Exercise material:
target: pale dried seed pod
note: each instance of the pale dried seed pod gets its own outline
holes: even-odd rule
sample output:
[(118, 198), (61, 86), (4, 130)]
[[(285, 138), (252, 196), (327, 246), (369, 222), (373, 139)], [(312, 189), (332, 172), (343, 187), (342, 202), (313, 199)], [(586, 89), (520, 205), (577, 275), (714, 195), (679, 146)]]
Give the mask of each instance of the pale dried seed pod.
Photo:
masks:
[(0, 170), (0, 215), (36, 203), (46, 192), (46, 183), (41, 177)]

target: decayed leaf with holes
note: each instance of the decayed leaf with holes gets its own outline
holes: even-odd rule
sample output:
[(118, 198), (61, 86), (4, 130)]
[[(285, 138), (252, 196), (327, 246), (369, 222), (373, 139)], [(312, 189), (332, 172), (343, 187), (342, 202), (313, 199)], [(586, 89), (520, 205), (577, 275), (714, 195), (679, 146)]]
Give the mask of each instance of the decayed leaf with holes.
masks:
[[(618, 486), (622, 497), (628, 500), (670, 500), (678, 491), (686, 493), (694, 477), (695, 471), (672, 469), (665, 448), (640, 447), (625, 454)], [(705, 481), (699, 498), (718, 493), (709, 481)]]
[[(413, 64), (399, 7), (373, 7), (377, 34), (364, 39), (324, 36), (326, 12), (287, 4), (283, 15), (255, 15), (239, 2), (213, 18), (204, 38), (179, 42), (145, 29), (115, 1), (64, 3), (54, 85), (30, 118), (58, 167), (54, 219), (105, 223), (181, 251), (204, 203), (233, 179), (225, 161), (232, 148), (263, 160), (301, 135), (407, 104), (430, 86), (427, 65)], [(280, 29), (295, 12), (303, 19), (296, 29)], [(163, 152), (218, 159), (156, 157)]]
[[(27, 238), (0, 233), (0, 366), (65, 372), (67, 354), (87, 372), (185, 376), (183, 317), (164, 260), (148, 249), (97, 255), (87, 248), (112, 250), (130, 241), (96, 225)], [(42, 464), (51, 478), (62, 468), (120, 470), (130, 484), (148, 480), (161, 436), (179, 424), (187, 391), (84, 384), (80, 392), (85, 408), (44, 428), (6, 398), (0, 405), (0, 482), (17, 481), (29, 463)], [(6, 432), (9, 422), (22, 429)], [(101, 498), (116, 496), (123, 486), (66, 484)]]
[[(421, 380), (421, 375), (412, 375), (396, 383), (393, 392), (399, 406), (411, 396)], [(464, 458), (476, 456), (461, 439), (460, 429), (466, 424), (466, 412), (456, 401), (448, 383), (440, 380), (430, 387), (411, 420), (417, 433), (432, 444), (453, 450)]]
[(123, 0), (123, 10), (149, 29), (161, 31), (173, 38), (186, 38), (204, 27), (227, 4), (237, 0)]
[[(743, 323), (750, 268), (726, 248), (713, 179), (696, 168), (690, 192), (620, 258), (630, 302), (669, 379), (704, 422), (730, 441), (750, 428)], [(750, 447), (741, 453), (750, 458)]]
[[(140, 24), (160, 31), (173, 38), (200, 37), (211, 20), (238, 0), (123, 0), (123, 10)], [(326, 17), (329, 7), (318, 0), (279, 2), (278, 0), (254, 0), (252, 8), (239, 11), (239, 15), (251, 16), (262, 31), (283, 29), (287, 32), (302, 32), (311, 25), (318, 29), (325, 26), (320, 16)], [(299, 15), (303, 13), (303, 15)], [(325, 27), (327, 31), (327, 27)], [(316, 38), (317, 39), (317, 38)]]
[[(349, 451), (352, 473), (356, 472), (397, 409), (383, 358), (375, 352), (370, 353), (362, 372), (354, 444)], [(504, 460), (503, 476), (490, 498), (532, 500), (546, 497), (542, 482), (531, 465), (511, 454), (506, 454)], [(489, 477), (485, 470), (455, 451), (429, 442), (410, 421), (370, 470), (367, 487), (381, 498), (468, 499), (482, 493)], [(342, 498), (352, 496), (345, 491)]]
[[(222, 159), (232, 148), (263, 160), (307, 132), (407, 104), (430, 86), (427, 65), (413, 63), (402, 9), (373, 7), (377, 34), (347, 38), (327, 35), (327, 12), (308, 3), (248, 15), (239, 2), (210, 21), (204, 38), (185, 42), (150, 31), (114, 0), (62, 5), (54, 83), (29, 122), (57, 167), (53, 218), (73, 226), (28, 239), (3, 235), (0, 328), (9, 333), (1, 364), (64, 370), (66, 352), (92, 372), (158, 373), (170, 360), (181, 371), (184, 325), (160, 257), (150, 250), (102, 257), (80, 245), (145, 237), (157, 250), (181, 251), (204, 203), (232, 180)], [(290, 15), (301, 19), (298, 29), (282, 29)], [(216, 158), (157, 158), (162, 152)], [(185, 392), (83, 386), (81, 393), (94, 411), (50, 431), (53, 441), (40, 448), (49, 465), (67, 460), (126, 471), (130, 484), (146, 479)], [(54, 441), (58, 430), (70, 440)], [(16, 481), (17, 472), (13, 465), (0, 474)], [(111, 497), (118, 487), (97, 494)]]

Work to complete:
Reproduce each record above exactly, keeping every word as it stands.

Written solution:
target: pale dried seed pod
note: each instance of the pale dried seed pod gets its own outline
holes: even-odd rule
sample output:
[(118, 198), (61, 86), (4, 130)]
[[(285, 138), (252, 196), (327, 246), (369, 222), (373, 139)], [(312, 189), (332, 172), (343, 187), (342, 202), (313, 199)], [(586, 89), (520, 205), (577, 275), (714, 195), (679, 146)]]
Give the mask of each instance of the pale dried seed pod.
Photo:
masks:
[(0, 170), (0, 215), (36, 203), (46, 192), (46, 183), (41, 177)]

target: decayed leaf with holes
note: each instance of the decayed leaf with holes gets its own outline
holes: even-odd rule
sample output:
[(118, 198), (61, 86), (4, 130)]
[[(285, 138), (252, 196), (327, 246), (369, 222), (373, 139)], [(312, 189), (332, 172), (343, 187), (342, 202), (313, 199)], [(586, 89), (520, 205), (577, 275), (714, 195), (679, 146)]]
Give the mask of each instance of the decayed leaf with holes.
masks:
[[(618, 486), (622, 497), (628, 500), (670, 500), (678, 491), (686, 493), (694, 477), (695, 471), (672, 469), (665, 448), (640, 447), (625, 454)], [(705, 481), (699, 498), (718, 493), (709, 481)]]
[[(413, 64), (399, 7), (373, 7), (377, 34), (364, 39), (324, 36), (326, 12), (287, 4), (283, 15), (255, 15), (239, 2), (213, 18), (204, 38), (179, 42), (145, 29), (115, 1), (64, 3), (54, 85), (30, 118), (58, 167), (54, 219), (105, 223), (181, 251), (204, 203), (233, 179), (225, 161), (232, 148), (263, 160), (301, 135), (407, 104), (430, 86), (427, 65)], [(280, 29), (295, 12), (303, 19), (296, 29)], [(163, 152), (218, 159), (156, 157)]]
[[(27, 238), (0, 233), (0, 366), (65, 372), (67, 354), (87, 372), (185, 376), (183, 317), (164, 260), (148, 249), (97, 255), (87, 248), (112, 250), (130, 241), (96, 225)], [(42, 464), (51, 478), (62, 468), (120, 470), (130, 484), (148, 480), (161, 436), (179, 424), (187, 391), (84, 384), (80, 392), (85, 408), (44, 428), (6, 398), (0, 405), (0, 482), (17, 481), (29, 463)], [(6, 432), (9, 422), (22, 429)], [(101, 498), (116, 496), (123, 486), (66, 484)]]
[[(421, 380), (421, 375), (412, 375), (396, 383), (393, 392), (399, 406), (411, 396)], [(464, 458), (476, 456), (461, 439), (460, 429), (466, 424), (466, 412), (456, 401), (448, 383), (440, 380), (430, 387), (411, 420), (417, 433), (432, 444), (453, 450)]]
[(123, 0), (123, 10), (149, 29), (161, 31), (173, 38), (186, 38), (204, 27), (227, 4), (237, 0)]
[[(743, 323), (750, 268), (726, 248), (713, 179), (696, 168), (690, 192), (620, 258), (630, 302), (669, 379), (704, 422), (730, 441), (750, 428)], [(750, 447), (741, 453), (750, 458)]]
[[(140, 24), (160, 31), (173, 38), (200, 37), (211, 20), (238, 0), (123, 0), (123, 10)], [(326, 17), (329, 7), (318, 0), (279, 2), (278, 0), (254, 0), (252, 8), (239, 11), (239, 15), (251, 16), (262, 31), (283, 29), (287, 32), (302, 32), (311, 25), (318, 29), (325, 26), (320, 16)], [(299, 15), (303, 13), (303, 15)], [(325, 27), (327, 31), (327, 27)], [(316, 38), (317, 39), (317, 38)]]
[[(349, 451), (352, 473), (356, 472), (397, 409), (383, 358), (375, 352), (370, 353), (362, 372), (354, 444)], [(504, 460), (503, 476), (490, 498), (532, 500), (546, 497), (542, 482), (531, 465), (511, 454), (506, 454)], [(489, 477), (485, 470), (455, 451), (429, 442), (410, 421), (370, 470), (367, 487), (381, 498), (468, 499), (482, 493)], [(342, 498), (352, 496), (345, 491)]]
[[(222, 159), (232, 148), (263, 160), (307, 132), (407, 104), (430, 86), (427, 65), (413, 63), (402, 9), (373, 7), (377, 34), (347, 38), (327, 35), (327, 12), (308, 3), (248, 15), (239, 2), (210, 21), (204, 38), (185, 42), (150, 31), (114, 0), (62, 5), (54, 83), (29, 122), (57, 167), (53, 218), (73, 226), (28, 239), (3, 235), (0, 328), (9, 333), (1, 364), (64, 370), (66, 352), (92, 372), (158, 373), (170, 360), (181, 371), (184, 325), (160, 257), (150, 250), (102, 257), (80, 245), (145, 237), (157, 250), (181, 251), (204, 203), (232, 180)], [(290, 15), (301, 19), (298, 29), (282, 29)], [(216, 158), (157, 158), (162, 152)], [(185, 392), (83, 386), (81, 393), (94, 411), (50, 431), (53, 441), (40, 448), (49, 465), (67, 460), (126, 471), (130, 484), (146, 479)], [(54, 441), (58, 430), (70, 440)], [(16, 481), (17, 472), (13, 465), (0, 474)], [(111, 497), (118, 487), (97, 494)]]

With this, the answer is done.